● **YOUR INSTRUCTIONS**
Keeping every word in place, write out the entries that come next.

^^^^^^^^

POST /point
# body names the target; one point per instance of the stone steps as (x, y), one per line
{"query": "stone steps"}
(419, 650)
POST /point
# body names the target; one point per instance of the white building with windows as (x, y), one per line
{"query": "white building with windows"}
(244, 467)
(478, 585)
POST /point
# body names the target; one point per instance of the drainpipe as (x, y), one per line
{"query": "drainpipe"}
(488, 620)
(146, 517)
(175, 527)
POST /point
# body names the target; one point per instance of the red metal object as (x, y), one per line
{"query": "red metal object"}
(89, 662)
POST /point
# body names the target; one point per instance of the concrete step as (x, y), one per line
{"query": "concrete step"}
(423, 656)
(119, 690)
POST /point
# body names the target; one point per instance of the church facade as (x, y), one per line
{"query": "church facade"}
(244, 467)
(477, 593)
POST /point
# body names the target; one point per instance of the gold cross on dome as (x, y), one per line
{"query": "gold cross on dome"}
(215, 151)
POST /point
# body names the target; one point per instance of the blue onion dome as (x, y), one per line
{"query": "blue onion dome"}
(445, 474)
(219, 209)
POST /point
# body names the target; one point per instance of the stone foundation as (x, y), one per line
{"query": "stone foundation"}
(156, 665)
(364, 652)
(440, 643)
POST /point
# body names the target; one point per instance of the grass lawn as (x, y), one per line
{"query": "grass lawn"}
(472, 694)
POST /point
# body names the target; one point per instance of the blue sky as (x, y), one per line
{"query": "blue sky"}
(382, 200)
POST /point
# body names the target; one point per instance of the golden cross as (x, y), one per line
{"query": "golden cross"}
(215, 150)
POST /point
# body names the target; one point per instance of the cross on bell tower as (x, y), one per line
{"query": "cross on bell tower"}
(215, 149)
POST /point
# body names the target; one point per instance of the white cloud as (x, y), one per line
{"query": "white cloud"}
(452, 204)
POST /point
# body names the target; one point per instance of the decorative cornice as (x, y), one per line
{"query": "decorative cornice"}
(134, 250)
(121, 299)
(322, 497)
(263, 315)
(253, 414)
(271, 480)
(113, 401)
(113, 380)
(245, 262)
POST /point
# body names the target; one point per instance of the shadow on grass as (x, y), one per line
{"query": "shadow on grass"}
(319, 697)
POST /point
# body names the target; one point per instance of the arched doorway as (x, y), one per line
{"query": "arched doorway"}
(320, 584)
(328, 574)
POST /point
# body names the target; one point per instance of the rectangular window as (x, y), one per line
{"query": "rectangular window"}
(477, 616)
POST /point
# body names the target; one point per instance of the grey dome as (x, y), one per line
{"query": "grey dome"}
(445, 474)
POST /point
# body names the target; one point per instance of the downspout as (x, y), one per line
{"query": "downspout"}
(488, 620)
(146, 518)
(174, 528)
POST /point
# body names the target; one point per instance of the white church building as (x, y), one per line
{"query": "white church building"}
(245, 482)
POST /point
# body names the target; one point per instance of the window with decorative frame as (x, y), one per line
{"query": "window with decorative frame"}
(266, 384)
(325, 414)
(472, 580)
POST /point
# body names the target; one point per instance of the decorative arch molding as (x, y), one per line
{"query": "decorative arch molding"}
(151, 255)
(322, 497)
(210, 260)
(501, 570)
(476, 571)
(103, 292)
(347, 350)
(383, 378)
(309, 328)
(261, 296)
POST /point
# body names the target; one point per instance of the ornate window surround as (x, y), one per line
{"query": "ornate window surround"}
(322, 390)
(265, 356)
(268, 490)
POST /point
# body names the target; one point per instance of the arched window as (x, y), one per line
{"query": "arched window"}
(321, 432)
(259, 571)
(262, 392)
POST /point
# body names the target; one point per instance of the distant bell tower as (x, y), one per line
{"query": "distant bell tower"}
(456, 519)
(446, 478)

^^^^^^^^

● **RESULT FOR THIS TASK**
POST /point
# body names the target; one point per instance of the stone steps as (x, y), one per line
{"query": "stone steps"}
(419, 650)
POST /point
# body names the target; one point per instance of the white building with windows as (x, y), one per line
{"query": "white building with windows"}
(244, 467)
(478, 585)
POST /point
# body names the target; one point per instance of the drainpipe as (x, y), one per line
{"query": "drainpipe"}
(488, 620)
(146, 517)
(175, 527)
POST /point
# body names the target; one point per instance of the red metal object as (x, y), one per line
{"query": "red metal object"}
(89, 662)
POST /point
# body names the target; one point per instance of the concrete step as (x, y), one per line
{"query": "concrete step"}
(423, 656)
(119, 690)
POST /point
# body names the target; one point per instance of the church facade as (x, y), one per line
{"query": "church facade"}
(244, 467)
(477, 593)
POST /point
# body names the target; one point per instance of the gold cross on dome as (x, y), one per line
{"query": "gold cross on dome"}
(215, 151)
POST /point
# body names the target; one point per instance of the blue onion dome as (x, y), one per line
{"query": "blue onion dome"}
(445, 474)
(219, 209)
POST /point
# body names the target; one point per instance of the stone foundation as (x, y), one per line
{"query": "stone foundation"}
(156, 665)
(364, 652)
(440, 643)
POST /point
# body names the target; one point per instance of the grass lawn as (x, y), one per line
{"query": "grass lawn"}
(472, 694)
POST /point
# body names the target; one point per instance of the blue sky as (x, y), one per line
{"query": "blue sky"}
(382, 200)
POST /point
# body names the target; one point per instance of the golden cross as (x, y), one per line
{"query": "golden cross"}
(215, 150)
POST /point
# body names the target; one point per instance of the cross on bell tower as (x, y), one per line
{"query": "cross on bell tower"}
(215, 149)
POST /point
# body names the target; one point per instance of the white cloud as (x, y), one per line
{"query": "white cloud"}
(452, 204)
POST /point
# body names the target; one point per instance of the decorative cornice as (x, y), one per line
{"query": "decorative cornice"}
(134, 250)
(121, 299)
(322, 497)
(263, 315)
(253, 414)
(271, 480)
(113, 401)
(113, 380)
(245, 262)
POST /point
# body names the target; one point per instance of the shadow on grass as (x, y), one per line
{"query": "shadow on grass"}
(319, 697)
POST /point
# body names the target; one point per instance of the arched doorway as (x, y), one per line
{"query": "arched doorway"}
(320, 584)
(328, 574)
POST /point
# body names the target; one point per instance of the rectangular window as (x, y), one per line
{"query": "rectangular window"}
(477, 616)
POST /point
# body names the target; one point per instance of the grey dome as (x, y), one per line
{"query": "grey dome"}
(445, 474)
POST /point
# body names the target; one point per instance of the downspout as (x, y), one per line
{"query": "downspout"}
(488, 620)
(146, 518)
(174, 528)
POST /point
# body names the target; one point per instance of the white church building as (x, y), one per line
{"query": "white church building"}
(245, 482)
POST /point
# body names the target; one point per instance of the window with decorative frame as (x, y), one per line
{"query": "window with decorative frame"}
(266, 384)
(325, 414)
(472, 580)
POST /point
# body names the target; one point per instance of the decorative arch molding as (x, y), one per line
{"query": "decorative arch molding"}
(151, 255)
(322, 497)
(210, 260)
(501, 570)
(476, 571)
(103, 292)
(347, 350)
(383, 378)
(309, 328)
(261, 296)
POST /point
# body names the target; one point per instance of the ornate window surround as (x, y), one per line
{"query": "ornate window surround"}
(322, 390)
(265, 356)
(268, 490)
POST /point
# body names the target; one point per instance of the arched window as (x, y), one per line
{"query": "arched window"}
(321, 432)
(259, 571)
(262, 392)
POST /point
# body names the target; one point per instance of the distant bell tower as (x, y), one per line
{"query": "distant bell tower"}
(456, 519)
(446, 478)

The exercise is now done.